Text excerpt:
Fail-Safe Logging

It is very rare nowadays to find a system without some kind of logging. When using built-in Trace or third party libraries, developers assume:

1. Logging is side-effect free to anything other than logging system itself
2. Logging is fail-safe

The first assumption is true when using default file-based log writer, but may fail with other implementations (topic for another post). The second assumption is also true for most cases. Let's analyze a few scenarios in which the second assumption fails.

Consider the following pseudo code:

void MyMethod() {
    var cnt = _service.GetCount(); 
    var sum = _service.GetSum(); 
    _logger.Debug(
        "Factorial: {0}, Avg: {1}, SomethingElse: {2}", 
        _calculator.Factorial(cnt), 
        Sum/cnt); 
} 

As you can see there are few problems with using logger:

1. Counting factorial is a heavy operation and should be done only if debugging is enabled.
2. Avg calculation will fail if cnt is 0, even if debugging is not enabled.
3. Number of expected parameters in format string does not match number of parameters passed to Debug() method and may throw an exception, even if debugging is not enabled (Whether an exception is thrown depends on logger implementation.)

To do:
a - Shorten the paragraph of the fail-safe logging text that starts with "The first assumption is true" and keep its main facts.
b - Write the next part of the fail-safe logging text, picking up after its third listed problem with the logger call.

Data extract:
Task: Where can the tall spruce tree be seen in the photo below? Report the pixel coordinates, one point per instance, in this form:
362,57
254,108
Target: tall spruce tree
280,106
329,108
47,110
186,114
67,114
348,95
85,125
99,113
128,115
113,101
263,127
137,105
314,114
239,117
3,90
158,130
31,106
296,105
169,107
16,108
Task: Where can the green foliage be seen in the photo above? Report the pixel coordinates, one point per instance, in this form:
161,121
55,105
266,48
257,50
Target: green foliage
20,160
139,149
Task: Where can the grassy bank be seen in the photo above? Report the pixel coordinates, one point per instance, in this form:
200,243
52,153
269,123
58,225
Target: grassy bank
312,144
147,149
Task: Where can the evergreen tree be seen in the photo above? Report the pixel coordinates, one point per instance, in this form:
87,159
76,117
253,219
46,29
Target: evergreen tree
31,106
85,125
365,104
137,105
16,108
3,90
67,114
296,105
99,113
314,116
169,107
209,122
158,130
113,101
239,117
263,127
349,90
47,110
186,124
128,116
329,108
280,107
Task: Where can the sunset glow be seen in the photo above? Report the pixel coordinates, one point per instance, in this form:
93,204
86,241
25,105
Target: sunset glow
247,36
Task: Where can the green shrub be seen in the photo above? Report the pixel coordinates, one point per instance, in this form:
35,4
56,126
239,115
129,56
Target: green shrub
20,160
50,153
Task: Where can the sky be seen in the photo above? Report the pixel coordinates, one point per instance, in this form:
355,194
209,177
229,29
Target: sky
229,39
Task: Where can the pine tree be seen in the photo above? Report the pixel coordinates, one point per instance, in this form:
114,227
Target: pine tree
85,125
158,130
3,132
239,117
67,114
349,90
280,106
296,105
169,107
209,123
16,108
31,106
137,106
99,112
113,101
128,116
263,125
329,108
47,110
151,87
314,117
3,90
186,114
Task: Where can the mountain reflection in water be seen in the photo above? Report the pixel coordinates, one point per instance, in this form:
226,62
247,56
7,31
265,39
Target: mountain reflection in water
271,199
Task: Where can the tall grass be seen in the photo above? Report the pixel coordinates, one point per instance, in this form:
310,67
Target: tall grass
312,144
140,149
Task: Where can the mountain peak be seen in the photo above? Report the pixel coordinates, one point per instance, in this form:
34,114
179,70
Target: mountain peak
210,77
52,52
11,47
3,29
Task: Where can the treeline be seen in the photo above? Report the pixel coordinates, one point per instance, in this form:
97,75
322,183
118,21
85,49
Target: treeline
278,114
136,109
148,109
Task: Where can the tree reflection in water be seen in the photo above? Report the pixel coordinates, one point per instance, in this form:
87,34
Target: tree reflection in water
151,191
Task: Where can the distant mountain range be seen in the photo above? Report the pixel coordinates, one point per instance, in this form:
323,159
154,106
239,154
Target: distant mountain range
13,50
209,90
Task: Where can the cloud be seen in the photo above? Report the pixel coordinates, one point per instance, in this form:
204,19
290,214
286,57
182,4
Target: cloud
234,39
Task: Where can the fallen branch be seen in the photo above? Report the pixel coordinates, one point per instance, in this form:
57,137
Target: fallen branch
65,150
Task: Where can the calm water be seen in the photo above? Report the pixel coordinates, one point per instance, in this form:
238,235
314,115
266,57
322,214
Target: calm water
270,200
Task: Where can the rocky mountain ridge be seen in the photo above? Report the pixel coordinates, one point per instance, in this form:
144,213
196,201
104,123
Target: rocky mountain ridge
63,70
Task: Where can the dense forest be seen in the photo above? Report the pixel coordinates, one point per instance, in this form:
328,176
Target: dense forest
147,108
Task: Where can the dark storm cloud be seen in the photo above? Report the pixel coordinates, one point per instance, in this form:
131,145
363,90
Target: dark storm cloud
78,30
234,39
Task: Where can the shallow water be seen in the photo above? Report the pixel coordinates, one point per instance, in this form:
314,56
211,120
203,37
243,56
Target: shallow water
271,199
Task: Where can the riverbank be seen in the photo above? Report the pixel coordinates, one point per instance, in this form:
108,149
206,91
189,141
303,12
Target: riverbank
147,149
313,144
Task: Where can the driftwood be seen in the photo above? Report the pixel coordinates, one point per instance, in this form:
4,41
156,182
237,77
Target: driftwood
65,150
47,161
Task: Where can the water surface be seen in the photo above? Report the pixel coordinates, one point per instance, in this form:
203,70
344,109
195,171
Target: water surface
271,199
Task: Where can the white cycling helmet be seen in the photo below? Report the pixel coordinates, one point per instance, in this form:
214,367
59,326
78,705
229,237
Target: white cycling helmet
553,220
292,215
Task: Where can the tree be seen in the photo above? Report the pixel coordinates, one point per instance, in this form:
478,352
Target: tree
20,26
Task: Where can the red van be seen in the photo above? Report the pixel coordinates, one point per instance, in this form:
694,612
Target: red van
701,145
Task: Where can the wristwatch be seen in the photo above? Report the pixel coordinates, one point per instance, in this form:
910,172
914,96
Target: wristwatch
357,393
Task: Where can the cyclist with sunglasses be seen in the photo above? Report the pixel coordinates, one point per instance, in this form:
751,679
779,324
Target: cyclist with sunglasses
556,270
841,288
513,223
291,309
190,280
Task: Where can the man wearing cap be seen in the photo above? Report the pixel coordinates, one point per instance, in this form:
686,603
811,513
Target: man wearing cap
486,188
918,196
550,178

Answers per task:
a - With the default file-based log writer, the first assumption holds, but other implementations can break it. The second assumption usually holds too, though in some cases it fails, and those cases are examined next.

b -
To solve problem #1, most of logging framework provide helper methods similar to this one:

_logger.IsDebugEnabled() 

You can use it to check logger configuration before calling Debug() method. And you have to do it before each call to Debug() -- not very elegant. To solve the second problem, you have to add validations. The third problem is unsolvable without creating a custom method for each variation of parameters -- unrealistic for most cases.

Catching exception during calls to Debug() will give a workaround for problems #2 and #3. It will make logging fail-safe, but it will not provide clear validation for problem #2 or compile-time check for problem #3.

The code would look something like this:

void MyMethod() { 
    var cnt = _service.GetCount(); 
    var sum = _service.GetSum(); 
    if (_logger.IsDebugEnabled())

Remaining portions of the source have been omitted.